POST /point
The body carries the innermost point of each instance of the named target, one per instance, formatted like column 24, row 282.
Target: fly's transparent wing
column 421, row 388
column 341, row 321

- [WRITTEN INSTRUCTION]: Can you render the listing above as a Markdown table with a Row column holding each row's number and a Line column holding the line itself, leaving out any blank lines?

- [EXERCISE ANSWER]:
| Row | Line |
|---|---|
| 1 | POST /point |
| 2 | The body carries the innermost point of each instance of the named target, one per instance, formatted like column 24, row 282. |
| 3 | Target: fly's transparent wing |
| 4 | column 421, row 388 |
| 5 | column 341, row 321 |